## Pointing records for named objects
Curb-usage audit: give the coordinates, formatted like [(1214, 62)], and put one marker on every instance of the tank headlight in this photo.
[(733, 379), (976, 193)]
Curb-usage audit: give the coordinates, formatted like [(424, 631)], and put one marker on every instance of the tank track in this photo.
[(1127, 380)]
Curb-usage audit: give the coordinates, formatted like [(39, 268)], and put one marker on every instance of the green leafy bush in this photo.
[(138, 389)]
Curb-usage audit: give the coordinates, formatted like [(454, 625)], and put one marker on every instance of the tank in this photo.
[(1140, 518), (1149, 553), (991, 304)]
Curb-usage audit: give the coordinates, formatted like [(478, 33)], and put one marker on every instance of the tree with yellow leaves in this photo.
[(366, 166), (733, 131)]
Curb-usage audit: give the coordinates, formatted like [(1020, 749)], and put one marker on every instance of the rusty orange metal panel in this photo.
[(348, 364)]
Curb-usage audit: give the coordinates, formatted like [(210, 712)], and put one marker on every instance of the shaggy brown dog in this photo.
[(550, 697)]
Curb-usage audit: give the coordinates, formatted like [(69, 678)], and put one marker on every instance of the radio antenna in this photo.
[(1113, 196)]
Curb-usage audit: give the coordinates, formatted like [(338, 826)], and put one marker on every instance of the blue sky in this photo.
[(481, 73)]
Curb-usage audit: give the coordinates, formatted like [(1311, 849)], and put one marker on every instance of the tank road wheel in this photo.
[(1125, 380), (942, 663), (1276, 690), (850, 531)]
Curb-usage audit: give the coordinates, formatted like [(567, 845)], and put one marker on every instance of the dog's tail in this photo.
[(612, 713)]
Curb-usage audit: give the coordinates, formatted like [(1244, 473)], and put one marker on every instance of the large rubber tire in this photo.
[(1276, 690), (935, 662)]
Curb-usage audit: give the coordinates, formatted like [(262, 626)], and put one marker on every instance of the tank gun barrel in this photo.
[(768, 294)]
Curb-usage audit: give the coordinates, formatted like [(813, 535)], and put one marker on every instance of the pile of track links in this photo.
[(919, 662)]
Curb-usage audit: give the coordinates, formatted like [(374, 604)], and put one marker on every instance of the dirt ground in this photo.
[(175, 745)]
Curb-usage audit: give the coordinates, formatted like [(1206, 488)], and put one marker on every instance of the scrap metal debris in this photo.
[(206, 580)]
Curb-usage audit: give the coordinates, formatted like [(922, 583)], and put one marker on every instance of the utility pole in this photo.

==

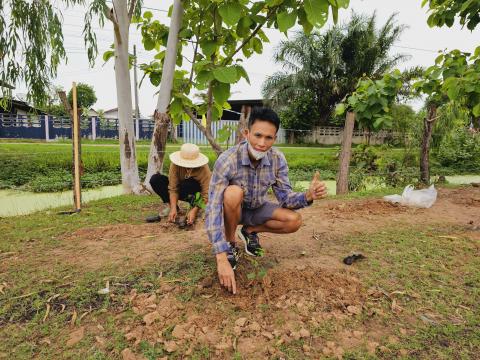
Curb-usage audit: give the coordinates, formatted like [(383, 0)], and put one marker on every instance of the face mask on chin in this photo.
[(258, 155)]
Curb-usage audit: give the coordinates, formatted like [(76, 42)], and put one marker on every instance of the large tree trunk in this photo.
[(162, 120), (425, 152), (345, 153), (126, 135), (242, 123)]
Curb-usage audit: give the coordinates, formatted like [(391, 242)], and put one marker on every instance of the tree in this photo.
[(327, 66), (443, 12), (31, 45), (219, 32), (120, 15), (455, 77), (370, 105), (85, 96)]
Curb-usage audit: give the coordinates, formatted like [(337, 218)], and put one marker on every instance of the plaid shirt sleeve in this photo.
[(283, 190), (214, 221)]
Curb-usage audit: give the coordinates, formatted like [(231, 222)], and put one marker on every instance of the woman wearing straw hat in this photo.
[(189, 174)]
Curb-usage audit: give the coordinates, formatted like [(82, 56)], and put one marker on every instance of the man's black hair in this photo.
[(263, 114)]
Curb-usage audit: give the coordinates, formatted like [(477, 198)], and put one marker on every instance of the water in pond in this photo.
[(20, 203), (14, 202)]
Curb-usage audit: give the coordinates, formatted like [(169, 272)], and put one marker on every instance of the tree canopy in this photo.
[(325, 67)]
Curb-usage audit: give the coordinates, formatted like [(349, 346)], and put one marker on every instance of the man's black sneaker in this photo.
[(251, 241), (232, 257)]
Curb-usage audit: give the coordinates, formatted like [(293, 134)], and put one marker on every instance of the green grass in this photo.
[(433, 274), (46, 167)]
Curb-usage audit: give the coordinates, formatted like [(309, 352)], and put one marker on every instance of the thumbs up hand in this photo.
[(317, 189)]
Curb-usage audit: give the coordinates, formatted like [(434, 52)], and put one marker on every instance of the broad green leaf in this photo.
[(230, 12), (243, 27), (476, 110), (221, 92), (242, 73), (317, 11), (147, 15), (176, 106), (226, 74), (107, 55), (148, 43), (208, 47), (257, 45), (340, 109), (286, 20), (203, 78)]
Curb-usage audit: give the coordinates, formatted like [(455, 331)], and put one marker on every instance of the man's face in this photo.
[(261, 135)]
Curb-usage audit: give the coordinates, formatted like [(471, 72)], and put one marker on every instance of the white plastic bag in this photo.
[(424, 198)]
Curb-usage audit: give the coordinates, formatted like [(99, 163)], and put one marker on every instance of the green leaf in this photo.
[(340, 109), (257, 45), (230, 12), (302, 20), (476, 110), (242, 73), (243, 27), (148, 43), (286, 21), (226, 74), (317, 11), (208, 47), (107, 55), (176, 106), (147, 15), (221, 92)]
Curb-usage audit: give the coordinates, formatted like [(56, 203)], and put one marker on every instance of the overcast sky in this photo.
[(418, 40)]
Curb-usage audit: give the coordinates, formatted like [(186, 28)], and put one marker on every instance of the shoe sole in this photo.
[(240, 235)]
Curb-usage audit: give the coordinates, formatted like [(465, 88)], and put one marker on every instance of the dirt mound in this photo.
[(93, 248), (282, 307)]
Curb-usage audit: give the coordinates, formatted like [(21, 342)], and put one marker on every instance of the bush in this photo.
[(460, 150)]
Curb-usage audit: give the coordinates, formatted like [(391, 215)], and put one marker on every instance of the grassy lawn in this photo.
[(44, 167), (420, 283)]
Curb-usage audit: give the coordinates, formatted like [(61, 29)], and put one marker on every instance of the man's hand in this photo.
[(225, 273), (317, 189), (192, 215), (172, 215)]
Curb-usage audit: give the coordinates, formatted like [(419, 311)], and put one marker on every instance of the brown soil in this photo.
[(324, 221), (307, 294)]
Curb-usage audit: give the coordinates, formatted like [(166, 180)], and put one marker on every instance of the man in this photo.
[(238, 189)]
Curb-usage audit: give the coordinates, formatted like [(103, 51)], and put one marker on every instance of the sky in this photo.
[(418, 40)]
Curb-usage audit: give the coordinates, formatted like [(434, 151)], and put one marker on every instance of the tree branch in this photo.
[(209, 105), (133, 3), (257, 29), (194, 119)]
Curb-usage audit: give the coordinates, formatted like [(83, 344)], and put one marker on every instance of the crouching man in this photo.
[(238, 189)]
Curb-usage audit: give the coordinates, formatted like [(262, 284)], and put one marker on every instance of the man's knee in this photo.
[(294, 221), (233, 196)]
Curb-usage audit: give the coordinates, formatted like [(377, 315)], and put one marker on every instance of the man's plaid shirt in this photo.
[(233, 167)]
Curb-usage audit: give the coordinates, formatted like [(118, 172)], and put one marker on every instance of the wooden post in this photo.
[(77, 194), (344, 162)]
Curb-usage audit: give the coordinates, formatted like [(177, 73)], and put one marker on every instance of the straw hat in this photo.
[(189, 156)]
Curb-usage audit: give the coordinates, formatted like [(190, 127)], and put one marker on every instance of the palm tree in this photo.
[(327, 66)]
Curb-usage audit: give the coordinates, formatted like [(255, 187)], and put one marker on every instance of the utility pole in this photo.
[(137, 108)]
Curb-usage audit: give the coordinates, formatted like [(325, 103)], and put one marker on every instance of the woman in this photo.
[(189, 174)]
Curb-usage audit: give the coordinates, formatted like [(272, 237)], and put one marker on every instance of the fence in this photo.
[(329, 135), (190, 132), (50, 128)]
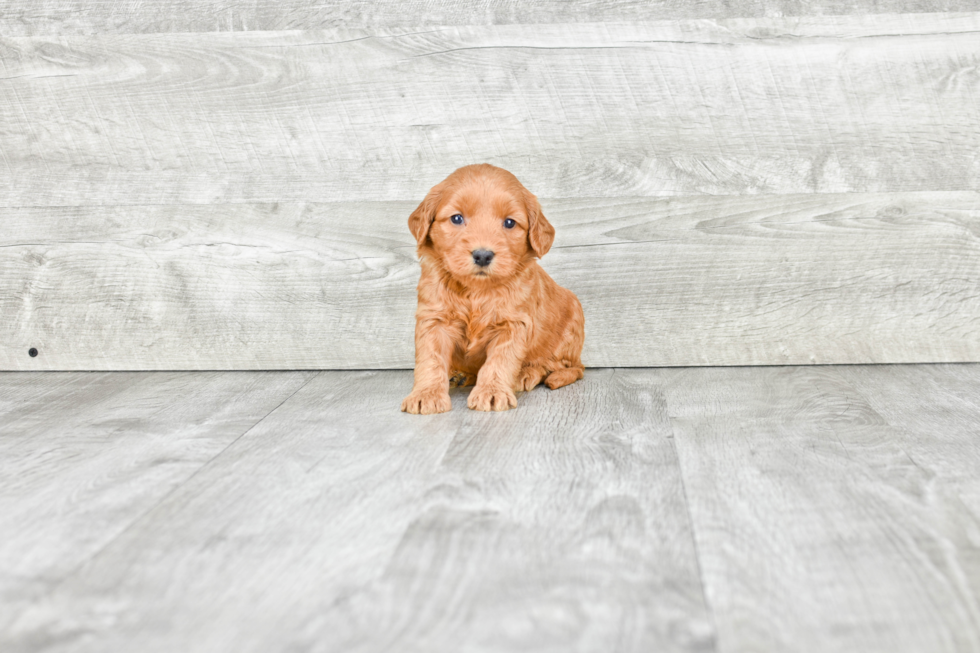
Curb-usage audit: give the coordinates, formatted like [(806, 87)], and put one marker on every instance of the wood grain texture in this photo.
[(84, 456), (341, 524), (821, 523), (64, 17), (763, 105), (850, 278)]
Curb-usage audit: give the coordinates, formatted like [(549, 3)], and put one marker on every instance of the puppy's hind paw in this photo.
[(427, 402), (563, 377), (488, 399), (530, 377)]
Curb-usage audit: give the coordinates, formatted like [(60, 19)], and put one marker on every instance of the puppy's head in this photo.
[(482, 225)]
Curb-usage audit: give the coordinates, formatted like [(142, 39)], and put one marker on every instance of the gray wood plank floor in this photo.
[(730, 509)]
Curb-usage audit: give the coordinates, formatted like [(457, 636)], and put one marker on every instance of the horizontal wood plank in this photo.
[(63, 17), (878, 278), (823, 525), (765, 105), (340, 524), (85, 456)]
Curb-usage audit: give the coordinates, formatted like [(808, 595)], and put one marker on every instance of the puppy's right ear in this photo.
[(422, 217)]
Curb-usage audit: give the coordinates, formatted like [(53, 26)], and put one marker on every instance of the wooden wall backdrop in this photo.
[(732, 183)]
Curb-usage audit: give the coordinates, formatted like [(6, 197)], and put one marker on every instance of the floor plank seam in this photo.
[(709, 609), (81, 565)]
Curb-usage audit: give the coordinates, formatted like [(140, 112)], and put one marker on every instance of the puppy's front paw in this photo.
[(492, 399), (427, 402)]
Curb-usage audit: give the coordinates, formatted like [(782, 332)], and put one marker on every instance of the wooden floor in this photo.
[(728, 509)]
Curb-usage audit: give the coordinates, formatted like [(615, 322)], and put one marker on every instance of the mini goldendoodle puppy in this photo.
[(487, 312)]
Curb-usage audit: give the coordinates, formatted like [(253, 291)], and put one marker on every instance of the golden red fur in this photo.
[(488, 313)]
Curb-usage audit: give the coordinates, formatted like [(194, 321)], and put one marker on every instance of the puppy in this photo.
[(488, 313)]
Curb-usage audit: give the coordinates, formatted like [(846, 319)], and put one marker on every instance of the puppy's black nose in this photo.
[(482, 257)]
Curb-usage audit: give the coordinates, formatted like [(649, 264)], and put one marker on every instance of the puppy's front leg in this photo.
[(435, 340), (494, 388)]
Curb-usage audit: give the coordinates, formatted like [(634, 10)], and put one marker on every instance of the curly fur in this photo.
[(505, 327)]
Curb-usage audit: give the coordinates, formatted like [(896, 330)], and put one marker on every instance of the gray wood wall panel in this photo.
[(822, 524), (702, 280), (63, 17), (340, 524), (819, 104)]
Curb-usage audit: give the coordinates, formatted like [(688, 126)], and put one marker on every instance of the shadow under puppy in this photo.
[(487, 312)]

## Task
From the listing above, pick out and copy every line that contains the string "face". Match upper and lower case exactly.

## Output for this exercise
Curb-usage audit: give the coordinates, formatted like [(383, 0)], and put one marker on every instance of the face mask on chin in this photo.
Curb-usage audit: give the coordinates, formatted like [(455, 331)], and put one marker on every instance of the man's face in this photo.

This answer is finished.